**TEXT EXTRACT**
The UK’s Competition and Market Authority (CMA) will decide whether Google has a significant market share in the search engine and search advertising markets and, if so, how that impacts consumers, advertisers, news publishers, and other search engines. 

“It’s our job to ensure people get the full benefit of choice and innovation in search services and get a fair deal,” Sarah Cardell, the CMA’s chief executive, said in astatement last week.

The CMA says that Google accounts for more than 90 per cent of all search queries and that more than 200,000 UK companies post advertisements on the company’s search bar.   

New legislation in the UK, called the Digital Markets, Competition and Consumers Act (DMCC), gives the CMA new enforcement powers to investigate and enforce infringements of consumer protection laws. 

It’s not the first time the tech giant has had to stand up to a legal process that could unravel its business practices.

We look at the other competition cases that Google has dealt with in recent years. 

The possible breakup of Google in the US

In 2024, US District Judge Amit Mehta ruled that Google had illegally monopolised search, ending a court action that took almost four years.

**DATA SUPPLIED**
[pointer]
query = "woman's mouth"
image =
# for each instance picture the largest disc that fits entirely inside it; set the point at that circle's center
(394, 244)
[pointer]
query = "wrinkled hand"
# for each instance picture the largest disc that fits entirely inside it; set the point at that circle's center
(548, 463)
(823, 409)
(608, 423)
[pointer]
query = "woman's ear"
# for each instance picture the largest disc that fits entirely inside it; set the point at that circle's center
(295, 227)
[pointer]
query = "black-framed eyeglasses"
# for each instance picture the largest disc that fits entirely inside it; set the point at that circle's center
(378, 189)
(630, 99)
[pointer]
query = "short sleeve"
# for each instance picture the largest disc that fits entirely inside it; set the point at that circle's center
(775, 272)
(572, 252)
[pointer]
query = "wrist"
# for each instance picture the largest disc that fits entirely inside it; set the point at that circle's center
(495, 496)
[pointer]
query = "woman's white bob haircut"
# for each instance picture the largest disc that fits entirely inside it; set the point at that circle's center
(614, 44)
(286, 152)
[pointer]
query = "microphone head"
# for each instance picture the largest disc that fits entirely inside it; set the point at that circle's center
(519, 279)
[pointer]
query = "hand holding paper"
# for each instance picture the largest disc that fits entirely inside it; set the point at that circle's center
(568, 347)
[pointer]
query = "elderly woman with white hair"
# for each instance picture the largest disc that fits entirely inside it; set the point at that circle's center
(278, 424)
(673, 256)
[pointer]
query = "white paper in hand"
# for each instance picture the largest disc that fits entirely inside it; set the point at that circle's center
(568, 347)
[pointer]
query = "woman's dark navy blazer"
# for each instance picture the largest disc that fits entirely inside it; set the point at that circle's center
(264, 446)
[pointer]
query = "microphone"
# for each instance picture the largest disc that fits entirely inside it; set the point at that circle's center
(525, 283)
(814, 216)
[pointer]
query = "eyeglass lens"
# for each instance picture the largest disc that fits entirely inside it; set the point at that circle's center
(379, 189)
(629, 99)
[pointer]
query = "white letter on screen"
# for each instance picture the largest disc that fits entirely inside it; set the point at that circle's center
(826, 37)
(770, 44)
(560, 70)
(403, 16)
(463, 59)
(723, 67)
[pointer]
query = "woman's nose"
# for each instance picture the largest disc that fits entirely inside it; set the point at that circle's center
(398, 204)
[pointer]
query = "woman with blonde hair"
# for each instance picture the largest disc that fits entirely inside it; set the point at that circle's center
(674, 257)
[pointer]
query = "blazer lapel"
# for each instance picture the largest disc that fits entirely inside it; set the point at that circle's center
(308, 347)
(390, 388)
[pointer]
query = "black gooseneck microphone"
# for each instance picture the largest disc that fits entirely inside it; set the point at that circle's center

**INSTRUCTION**
Reproduce word for word the stretch of the Google competition article above from "The UK’s Competition" through "company’s search bar.".

**WORKED ANSWER**
The UK’s Competition and Market Authority (CMA) will decide whether Google has a significant market share in the search engine and search advertising markets and, if so, how that impacts consumers, advertisers, news publishers, and other search engines. 

“It’s our job to ensure people get the full benefit of choice and innovation in search services and get a fair deal,” Sarah Cardell, the CMA’s chief executive, said in astatement last week.

The CMA says that Google accounts for more than 90 per cent of all search queries and that more than 200,000 UK companies post advertisements on the company’s search bar.